— Do this —
Repeat each entry in full, exactly.

-- start Records shown --

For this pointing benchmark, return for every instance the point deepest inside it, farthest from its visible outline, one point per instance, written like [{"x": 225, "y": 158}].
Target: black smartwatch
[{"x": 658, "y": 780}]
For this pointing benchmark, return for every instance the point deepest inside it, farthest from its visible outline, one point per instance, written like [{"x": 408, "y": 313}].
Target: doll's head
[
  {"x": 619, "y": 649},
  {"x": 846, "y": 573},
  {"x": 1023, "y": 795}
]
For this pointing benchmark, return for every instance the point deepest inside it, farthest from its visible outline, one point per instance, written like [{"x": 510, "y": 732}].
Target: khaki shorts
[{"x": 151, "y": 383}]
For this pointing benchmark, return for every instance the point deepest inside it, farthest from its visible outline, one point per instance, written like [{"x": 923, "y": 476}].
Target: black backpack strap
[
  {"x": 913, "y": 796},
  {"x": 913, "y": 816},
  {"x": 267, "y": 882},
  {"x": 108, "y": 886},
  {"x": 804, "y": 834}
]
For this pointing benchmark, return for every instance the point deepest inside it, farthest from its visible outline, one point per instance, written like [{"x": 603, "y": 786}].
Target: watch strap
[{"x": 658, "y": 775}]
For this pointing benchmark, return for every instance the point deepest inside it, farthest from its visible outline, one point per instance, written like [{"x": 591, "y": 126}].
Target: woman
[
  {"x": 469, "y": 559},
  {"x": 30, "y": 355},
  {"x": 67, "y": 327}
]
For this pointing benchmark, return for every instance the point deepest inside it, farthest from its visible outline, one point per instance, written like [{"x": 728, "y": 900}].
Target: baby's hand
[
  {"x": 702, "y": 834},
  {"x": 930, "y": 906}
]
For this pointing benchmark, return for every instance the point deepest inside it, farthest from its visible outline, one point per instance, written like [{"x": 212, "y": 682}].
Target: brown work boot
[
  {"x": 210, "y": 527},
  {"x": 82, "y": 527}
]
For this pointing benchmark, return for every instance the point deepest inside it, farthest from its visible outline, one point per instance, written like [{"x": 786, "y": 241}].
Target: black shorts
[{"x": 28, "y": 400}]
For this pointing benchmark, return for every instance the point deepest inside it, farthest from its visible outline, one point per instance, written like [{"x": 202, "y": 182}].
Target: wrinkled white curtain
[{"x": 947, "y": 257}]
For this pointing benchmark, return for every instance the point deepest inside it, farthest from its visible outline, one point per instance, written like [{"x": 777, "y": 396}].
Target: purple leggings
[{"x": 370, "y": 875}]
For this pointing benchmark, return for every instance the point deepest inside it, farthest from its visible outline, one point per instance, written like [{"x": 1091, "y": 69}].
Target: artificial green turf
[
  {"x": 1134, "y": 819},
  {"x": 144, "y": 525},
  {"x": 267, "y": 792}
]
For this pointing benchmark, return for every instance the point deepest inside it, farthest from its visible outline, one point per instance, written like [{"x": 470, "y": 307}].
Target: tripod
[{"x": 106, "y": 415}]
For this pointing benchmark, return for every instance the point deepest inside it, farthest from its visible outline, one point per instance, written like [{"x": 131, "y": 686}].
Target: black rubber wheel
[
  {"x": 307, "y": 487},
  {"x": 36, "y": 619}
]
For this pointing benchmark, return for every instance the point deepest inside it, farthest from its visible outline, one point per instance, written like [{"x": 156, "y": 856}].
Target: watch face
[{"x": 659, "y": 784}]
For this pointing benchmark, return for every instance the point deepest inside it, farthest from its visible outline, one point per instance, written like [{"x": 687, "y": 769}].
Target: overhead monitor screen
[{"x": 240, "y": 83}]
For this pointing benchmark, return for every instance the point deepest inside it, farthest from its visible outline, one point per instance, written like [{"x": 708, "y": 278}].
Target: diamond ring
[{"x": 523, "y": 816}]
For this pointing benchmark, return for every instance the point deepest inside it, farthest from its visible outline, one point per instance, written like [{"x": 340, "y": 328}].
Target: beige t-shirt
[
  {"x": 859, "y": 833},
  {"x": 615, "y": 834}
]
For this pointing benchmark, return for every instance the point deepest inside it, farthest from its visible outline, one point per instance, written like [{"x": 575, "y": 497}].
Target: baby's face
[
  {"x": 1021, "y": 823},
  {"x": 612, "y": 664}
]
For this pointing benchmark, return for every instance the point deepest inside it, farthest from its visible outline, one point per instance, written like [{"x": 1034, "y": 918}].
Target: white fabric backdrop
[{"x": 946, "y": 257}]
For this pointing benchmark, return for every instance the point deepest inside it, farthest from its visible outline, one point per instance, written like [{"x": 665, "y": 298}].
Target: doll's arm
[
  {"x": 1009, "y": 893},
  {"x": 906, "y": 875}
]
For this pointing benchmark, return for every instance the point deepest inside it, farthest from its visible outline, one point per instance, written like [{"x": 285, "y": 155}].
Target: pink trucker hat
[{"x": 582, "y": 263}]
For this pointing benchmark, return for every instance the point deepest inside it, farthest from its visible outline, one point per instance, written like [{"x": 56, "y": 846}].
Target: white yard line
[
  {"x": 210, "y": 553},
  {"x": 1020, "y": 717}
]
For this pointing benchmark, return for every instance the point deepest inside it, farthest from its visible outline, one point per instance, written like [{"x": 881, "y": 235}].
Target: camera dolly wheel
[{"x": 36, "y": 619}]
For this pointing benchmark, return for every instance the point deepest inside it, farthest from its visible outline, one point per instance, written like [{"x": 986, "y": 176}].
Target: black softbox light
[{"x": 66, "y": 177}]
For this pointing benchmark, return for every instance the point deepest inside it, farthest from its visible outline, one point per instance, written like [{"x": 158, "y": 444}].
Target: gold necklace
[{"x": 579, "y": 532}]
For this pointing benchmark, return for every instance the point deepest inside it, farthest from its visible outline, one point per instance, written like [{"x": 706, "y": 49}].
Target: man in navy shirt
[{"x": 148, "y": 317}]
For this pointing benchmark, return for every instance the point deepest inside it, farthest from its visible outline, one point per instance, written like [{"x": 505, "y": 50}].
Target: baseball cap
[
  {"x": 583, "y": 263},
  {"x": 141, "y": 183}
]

-- end Records shown --

— Reply to the exercise —
For this pointing benchmark, return for every instance the point deepest inside it, farthest from its visible outline, one point per instance, written like [{"x": 225, "y": 158}].
Target: black smartwatch
[{"x": 658, "y": 780}]
For this pointing benchmark, return for every instance the point deepest inside it, farthest from its visible outline, one point per instance, written like [{"x": 408, "y": 313}].
Target: doll's head
[
  {"x": 619, "y": 649},
  {"x": 846, "y": 573},
  {"x": 1023, "y": 795}
]
For this pointing benchmark, return for every instance the point deepest inside it, farthest from its visible outline, one point per instance, written like [{"x": 510, "y": 732}].
Target: khaki shorts
[{"x": 151, "y": 383}]
For this pointing benchmark, return for every instance the point deepest inside it, farthest from its visible outline, one point per instance, written like [{"x": 923, "y": 476}].
Target: black backpack strap
[
  {"x": 913, "y": 796},
  {"x": 913, "y": 816},
  {"x": 267, "y": 882},
  {"x": 108, "y": 886},
  {"x": 804, "y": 834}
]
For this pointing benchmark, return for every instance the point deepest inside it, farthest from its visible outline, one point per instance, written like [{"x": 603, "y": 786}].
Target: watch strap
[{"x": 658, "y": 775}]
For this pointing benchmark, return for every instance the point deepest inside it, farthest from its visible outline, one point per instance, written like [{"x": 591, "y": 126}].
Target: woman
[
  {"x": 469, "y": 559},
  {"x": 30, "y": 355},
  {"x": 67, "y": 327}
]
For this pointing benchmark, return for every instance the point deepest inside it, farthest from its visible outline, one point per instance, written like [{"x": 728, "y": 900}].
Target: baby's hand
[
  {"x": 702, "y": 834},
  {"x": 930, "y": 906}
]
For this pointing benchmark, return for every instance the point deepest inside it, farthest from its visible outline, one point per instance, written like [{"x": 212, "y": 682}].
Target: brown work boot
[
  {"x": 210, "y": 527},
  {"x": 82, "y": 527}
]
For this pointing benchmark, return for every instance the point deepest inside it, farthest from its visible outline, one point per instance, written like [{"x": 786, "y": 241}].
Target: black shorts
[{"x": 28, "y": 400}]
For this pointing benchmark, return for every instance the point deepest inside it, farthest from its visible outline, one point per instance, written like [{"x": 202, "y": 182}].
Target: wrinkled white curtain
[{"x": 947, "y": 257}]
For this pointing benchmark, return for every instance the point deepest inside it, farthest from its visible outline, one point per instance, written like [{"x": 777, "y": 396}].
Target: purple leggings
[{"x": 370, "y": 875}]
For this pointing benchmark, return for every instance the point deepest inside it, farthest from its visible outline, one point per instance, written like [{"x": 1091, "y": 69}].
Target: artificial green turf
[
  {"x": 1134, "y": 819},
  {"x": 144, "y": 525},
  {"x": 267, "y": 792}
]
For this pointing benchmark, return for every instance the point deepest inside it, farthest from its visible outline, one point per instance, written like [{"x": 470, "y": 307}].
Target: tripod
[{"x": 106, "y": 415}]
For this pointing benchmark, return for every instance the point deepest inside it, farthest from its visible outline, one point per instance, written like [{"x": 131, "y": 686}].
Target: black rubber wheel
[
  {"x": 307, "y": 487},
  {"x": 36, "y": 619}
]
For this pointing benchmark, return for every instance the point deepest inside it, farthest from its visible outline, one point per instance, written like [{"x": 156, "y": 856}].
Target: watch face
[{"x": 659, "y": 784}]
For this pointing benchmark, return for every instance the point deepest inside it, farthest from its visible outline, one point per instance, written like [{"x": 687, "y": 769}].
Target: overhead monitor screen
[{"x": 240, "y": 83}]
For this pointing benchmark, return for every instance the point deepest inside it, farthest from its visible outline, one point per instance, written like [{"x": 708, "y": 278}].
Target: diamond ring
[{"x": 523, "y": 816}]
For this pointing benchmark, return for every instance the point deepest inside it, farthest from its visible outline, one point per instance, written like [{"x": 340, "y": 328}].
Target: beige t-shirt
[
  {"x": 859, "y": 833},
  {"x": 615, "y": 834}
]
For this pointing benchmark, return for every instance the point deepest inside it, farthest from its visible outline, one point per instance, written like [{"x": 575, "y": 497}].
Target: baby's face
[
  {"x": 1021, "y": 823},
  {"x": 612, "y": 664}
]
For this pointing benchmark, return for every instance the point deepest inside it, farthest from its visible outline, one point per instance, written like [{"x": 1034, "y": 918}].
Target: white fabric backdrop
[{"x": 946, "y": 257}]
For this pointing benchmark, return for every instance the point deepest inside it, farthest from its visible outline, one point per instance, written like [{"x": 665, "y": 298}].
Target: doll's arm
[
  {"x": 1009, "y": 893},
  {"x": 906, "y": 875}
]
For this pointing benchmark, return for every instance the point deepest inside it, farthest from its visible outline, one point per instance, written like [{"x": 285, "y": 155}].
Target: pink trucker hat
[{"x": 582, "y": 263}]
For this pointing benchmark, return for every instance the point deepest inside it, farthest from its visible outline, one point per instance, written like [{"x": 56, "y": 846}].
Target: white yard line
[
  {"x": 210, "y": 553},
  {"x": 1020, "y": 717}
]
For this pointing benchmark, return for every instance the point deepest inside it, farthest from its visible outline, one point per instance, written like [{"x": 881, "y": 235}].
Target: camera dolly wheel
[{"x": 36, "y": 619}]
For this pointing benchmark, return for every instance the point deepest inside it, farthest from its visible outline, one point per instance, written like [{"x": 986, "y": 176}].
Target: black softbox light
[{"x": 66, "y": 177}]
For this pointing benchmark, return for every instance the point deepest inside it, farthest from its visible outline, one point per instance, written like [{"x": 158, "y": 444}].
Target: gold necklace
[{"x": 579, "y": 532}]
For this pointing benchmark, return for every instance the point deepest inside it, farthest from its visible outline, one point per instance, written like [{"x": 706, "y": 49}].
Target: man in navy shirt
[{"x": 148, "y": 317}]
For this pointing benchmark, return for every instance the point deepest inside it, farthest from its visible outline, one point per instance, written like [{"x": 505, "y": 50}].
Target: baseball cap
[
  {"x": 583, "y": 263},
  {"x": 141, "y": 183}
]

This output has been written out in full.